ITEMS -
_ _ _ _ _ _ _

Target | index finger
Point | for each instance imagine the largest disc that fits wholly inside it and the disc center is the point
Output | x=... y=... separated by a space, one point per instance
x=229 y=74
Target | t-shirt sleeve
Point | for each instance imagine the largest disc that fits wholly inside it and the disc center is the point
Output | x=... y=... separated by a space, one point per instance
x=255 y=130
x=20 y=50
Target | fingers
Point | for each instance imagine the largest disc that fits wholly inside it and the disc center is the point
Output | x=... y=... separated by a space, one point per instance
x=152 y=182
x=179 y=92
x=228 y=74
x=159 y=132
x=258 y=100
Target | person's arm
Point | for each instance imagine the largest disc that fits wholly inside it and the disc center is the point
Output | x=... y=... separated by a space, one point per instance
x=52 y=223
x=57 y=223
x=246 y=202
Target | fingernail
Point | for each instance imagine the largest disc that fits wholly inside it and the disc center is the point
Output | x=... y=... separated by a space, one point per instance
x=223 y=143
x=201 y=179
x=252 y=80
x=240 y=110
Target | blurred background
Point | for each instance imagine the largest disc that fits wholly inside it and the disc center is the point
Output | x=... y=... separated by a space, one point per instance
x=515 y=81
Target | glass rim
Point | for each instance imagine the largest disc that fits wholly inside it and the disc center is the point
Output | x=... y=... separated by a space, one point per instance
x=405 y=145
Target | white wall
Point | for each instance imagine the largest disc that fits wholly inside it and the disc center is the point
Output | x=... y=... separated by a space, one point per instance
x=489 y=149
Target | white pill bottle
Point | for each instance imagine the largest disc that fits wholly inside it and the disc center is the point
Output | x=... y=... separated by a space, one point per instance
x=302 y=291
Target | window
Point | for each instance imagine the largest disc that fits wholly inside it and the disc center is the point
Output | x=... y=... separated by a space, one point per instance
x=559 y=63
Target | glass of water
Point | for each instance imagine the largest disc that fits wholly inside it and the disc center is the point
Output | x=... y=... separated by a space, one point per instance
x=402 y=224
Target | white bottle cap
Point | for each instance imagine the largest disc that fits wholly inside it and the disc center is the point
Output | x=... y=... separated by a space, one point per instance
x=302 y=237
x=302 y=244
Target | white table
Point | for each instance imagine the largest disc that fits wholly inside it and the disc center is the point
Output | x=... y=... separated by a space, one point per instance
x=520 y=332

_ _ _ _ _ _ _

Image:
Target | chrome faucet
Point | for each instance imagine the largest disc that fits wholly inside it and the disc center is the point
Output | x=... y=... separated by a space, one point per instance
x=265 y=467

_ _ _ _ _ _ _

Format the items from the line with "Target | glass rim" up to and including the line with "x=520 y=332" as a two-column CSV with the header item_text,coordinates. Give one row per item, and put each value in a single quoted field with its line breaks replaced by spaces.

TASK OUTPUT -
item_text,coordinates
"Target | glass rim Point | for each instance imagine the largest disc that fits wholly inside it and the disc center is the point Output | x=... y=... separated by a space, one point per instance","x=405 y=145"
"Target | white wall Point | for each instance imagine the largest disc that fits wholly inside it and the disc center is the point Output | x=... y=... separated by a space, one point per instance","x=489 y=149"
"Target | white pill bottle Point | for each instance imagine the largest disc that fits wholly inside it and the disc center is the point Output | x=... y=... separated by a space, one point per instance","x=302 y=291"
"Target | window Point | for each instance imagine the largest disc that fits wholly inside it and the disc center is the point Output | x=... y=... separated by a space, one point per instance","x=559 y=63"
"Target | glass of water Point | for each instance imagine the largest disc that fits wholly inside it and the disc center is the point Output | x=... y=... separated by a space, one point per instance","x=402 y=224"
"Target | white bottle cap Point | for each instance imagine the largest disc that fits wholly inside it and the disc center is the point Output | x=... y=... separated by a space, one point per instance","x=302 y=237 x=302 y=244"
"Target | white table Point | for each instance imagine the largest disc that fits wholly inside it and the disc center is the point Output | x=... y=... separated by a space, one point per instance","x=520 y=332"